__What is required__.
Answer these questions using the excerpt below about a nursing graduate's goals.
1. Which other certifications besides nursing does the writer hold?
2. In which hospital department does the writer first hope to work?
3. What role might the writer take up further into the future?

However, I have managed through hard work and studies to not only become able to communicate in English and to be comfortable in my new environment, but also to succeed in completing a tough nursing program, from which I recently graduated. I can measure my success in not just the fact of graduating and becoming a Licensed Registered Nurse, but additionally being the first and only person in my extended family to graduate with a college degree. I have also gained other certifications including Patient Care Technician, Phlebotomist, and EKG Technician.
Regarding my objectives for the future, my initial goal is to obtain employment as a nurse in the perioperative or Operating Room (OR) department of a major hospital in New York after obtaining my perioperative certificate, so that I can contribute to the provision of better conditions for patients before, during, and after operations.
I anticipate that I will learn a great deal by working in such an environment, and welcome the prospect of being at last able to put into practice so much of the theory and other aspects of all that I have learned in my nursing studies to date.
Further into the future I might want to take up a teaching role; at the moment that is just one possible career path that I could be interested in pursuing. What I am certain about is that I want to continue to develop a career in nursing, not only by continuing to learn and to advance in the workplace, but by continuing to study, too.
It is my firm conviction that study and learning have to be lifelong commitments, if real success is the objective. New techniques and technologies come along all the time, so it is important to keep up with those developments. The alternative is simply and inevitably to fall behind. Our patients depend upon nurses and doctors being competent so that they are more likely to have the best outcomes. Furthermore, we as nurses have a moral and ethical responsibility to do whatever we can for every single patient. Some patients can be irascible, rude, or “difficult” in other ways, but we have to ignore personalities and treat them all equally, however difficult that can be on occasion. We have to remember that everyone is different, and that includes how individuals deal in their own way with the fear of what might happen to them in hospital. Some of those “angry” patients might simply be finding a release for their fears in their aggressive dealings with their caring nurses.

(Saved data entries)

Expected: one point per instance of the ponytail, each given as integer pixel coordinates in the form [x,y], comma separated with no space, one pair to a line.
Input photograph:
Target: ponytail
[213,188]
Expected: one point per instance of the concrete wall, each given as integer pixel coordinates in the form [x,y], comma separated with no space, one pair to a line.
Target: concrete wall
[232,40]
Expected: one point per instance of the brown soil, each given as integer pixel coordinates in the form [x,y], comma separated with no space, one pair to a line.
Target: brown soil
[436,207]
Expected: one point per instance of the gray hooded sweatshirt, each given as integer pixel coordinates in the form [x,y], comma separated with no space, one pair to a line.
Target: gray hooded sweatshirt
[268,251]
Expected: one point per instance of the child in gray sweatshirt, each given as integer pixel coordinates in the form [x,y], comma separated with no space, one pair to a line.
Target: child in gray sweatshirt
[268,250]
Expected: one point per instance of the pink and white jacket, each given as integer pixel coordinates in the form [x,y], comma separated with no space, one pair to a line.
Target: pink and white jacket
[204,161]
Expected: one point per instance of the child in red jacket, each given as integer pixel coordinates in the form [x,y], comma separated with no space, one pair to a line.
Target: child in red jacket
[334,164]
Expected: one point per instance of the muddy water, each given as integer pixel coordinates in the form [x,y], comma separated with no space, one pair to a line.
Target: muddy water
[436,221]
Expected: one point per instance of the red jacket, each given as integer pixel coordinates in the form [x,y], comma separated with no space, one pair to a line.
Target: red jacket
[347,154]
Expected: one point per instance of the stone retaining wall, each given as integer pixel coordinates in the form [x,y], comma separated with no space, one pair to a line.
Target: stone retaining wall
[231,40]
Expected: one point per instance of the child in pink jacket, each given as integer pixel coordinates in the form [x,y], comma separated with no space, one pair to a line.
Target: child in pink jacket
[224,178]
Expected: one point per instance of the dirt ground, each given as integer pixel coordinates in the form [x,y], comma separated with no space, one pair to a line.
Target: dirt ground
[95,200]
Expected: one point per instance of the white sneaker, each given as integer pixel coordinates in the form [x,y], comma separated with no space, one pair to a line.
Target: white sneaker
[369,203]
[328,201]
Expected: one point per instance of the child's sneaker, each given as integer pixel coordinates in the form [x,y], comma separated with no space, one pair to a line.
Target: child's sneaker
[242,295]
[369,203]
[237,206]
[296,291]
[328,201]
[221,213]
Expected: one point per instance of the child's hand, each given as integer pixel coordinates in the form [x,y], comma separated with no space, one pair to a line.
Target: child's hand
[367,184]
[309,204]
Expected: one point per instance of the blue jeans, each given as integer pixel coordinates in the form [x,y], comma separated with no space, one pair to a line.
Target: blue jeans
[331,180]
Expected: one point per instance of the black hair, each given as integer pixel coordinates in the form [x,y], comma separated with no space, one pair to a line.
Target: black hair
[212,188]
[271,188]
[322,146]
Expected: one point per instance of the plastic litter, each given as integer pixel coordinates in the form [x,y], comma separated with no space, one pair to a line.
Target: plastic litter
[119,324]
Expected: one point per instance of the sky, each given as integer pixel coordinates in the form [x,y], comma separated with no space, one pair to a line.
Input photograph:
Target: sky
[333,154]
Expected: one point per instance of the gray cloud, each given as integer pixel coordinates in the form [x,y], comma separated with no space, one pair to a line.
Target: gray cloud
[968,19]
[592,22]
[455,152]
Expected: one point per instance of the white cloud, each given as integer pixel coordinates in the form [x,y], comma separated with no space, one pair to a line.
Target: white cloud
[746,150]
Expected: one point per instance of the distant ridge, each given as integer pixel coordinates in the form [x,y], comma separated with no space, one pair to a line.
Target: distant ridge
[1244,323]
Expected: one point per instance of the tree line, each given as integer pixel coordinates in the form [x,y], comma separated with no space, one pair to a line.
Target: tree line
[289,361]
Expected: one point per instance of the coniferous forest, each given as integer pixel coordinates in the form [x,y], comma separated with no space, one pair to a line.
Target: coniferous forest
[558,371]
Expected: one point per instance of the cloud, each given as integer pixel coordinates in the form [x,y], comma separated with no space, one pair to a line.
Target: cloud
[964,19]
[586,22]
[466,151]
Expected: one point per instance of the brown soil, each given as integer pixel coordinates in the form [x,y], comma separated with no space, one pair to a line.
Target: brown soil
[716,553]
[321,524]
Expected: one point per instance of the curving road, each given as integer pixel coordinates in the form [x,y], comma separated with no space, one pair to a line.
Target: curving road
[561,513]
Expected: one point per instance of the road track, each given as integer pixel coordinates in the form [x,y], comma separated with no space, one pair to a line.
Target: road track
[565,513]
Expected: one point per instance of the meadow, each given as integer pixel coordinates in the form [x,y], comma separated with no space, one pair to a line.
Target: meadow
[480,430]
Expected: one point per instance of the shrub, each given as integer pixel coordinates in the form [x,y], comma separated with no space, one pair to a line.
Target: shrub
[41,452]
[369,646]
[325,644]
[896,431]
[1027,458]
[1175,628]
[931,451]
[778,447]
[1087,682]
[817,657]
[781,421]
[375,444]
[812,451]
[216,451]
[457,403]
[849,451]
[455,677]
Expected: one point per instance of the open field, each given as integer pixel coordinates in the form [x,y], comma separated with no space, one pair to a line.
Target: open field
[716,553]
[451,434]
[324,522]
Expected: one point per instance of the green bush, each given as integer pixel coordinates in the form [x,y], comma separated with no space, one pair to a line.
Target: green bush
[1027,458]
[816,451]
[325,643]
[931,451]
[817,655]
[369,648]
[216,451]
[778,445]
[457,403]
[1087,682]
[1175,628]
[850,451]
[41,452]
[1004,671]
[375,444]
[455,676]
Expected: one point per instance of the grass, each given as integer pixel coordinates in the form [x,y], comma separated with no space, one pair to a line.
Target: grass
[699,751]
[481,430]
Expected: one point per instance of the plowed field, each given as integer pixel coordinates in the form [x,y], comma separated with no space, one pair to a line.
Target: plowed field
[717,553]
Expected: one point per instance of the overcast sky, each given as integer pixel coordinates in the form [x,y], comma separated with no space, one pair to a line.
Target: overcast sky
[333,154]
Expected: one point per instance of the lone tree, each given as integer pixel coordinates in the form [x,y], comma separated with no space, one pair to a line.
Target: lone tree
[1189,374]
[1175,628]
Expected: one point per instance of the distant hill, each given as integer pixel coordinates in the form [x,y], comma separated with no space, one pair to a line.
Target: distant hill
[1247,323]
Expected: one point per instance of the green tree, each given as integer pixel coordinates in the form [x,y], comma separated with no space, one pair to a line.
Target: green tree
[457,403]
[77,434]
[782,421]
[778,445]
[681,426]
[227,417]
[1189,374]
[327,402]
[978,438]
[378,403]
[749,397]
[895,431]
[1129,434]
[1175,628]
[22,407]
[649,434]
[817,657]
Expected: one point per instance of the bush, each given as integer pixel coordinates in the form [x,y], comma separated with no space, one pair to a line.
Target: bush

__Result for this exercise__.
1. Patient Care Technician, Phlebotomist, and EKG Technician.
2. The perioperative or Operating Room (OR) department of a major hospital in New York.
3. A teaching role.